** start RECORDS FOR THIS TASK **

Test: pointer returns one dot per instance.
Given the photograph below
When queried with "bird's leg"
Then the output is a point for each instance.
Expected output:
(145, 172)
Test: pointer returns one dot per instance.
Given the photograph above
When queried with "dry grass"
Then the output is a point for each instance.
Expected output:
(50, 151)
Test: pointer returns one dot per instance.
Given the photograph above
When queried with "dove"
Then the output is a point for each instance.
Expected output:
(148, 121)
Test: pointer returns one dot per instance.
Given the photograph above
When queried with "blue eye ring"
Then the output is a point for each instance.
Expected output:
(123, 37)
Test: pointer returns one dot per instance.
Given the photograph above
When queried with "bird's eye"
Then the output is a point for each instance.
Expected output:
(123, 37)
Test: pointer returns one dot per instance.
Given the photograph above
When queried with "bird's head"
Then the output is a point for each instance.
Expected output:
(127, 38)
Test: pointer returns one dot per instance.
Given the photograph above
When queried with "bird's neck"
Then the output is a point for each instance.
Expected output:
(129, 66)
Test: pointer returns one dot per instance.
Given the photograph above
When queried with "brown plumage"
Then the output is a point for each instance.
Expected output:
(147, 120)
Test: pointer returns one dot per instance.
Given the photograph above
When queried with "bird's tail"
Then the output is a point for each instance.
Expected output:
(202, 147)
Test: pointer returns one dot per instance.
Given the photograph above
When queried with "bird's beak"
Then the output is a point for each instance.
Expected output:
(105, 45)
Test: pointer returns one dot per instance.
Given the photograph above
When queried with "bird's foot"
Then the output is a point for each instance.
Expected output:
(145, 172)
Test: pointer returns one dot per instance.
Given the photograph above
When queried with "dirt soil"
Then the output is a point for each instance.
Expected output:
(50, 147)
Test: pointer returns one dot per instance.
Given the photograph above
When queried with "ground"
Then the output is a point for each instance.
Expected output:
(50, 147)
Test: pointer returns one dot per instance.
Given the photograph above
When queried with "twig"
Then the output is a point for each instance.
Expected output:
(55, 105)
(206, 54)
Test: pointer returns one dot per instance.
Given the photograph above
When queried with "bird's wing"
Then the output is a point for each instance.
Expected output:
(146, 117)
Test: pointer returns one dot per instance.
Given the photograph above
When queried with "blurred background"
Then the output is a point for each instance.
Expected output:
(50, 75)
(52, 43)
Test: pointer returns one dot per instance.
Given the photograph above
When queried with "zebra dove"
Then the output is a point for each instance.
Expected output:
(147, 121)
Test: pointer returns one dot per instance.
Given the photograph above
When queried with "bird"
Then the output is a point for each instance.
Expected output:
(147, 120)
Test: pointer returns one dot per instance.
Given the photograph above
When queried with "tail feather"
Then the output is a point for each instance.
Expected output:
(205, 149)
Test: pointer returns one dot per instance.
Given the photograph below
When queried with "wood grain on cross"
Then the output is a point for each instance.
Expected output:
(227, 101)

** end RECORDS FOR THIS TASK **

> GOAL: Return every line in the rows above that contains the word "tail".

> RESPONSE:
When queried with "bird's tail"
When queried with "tail feather"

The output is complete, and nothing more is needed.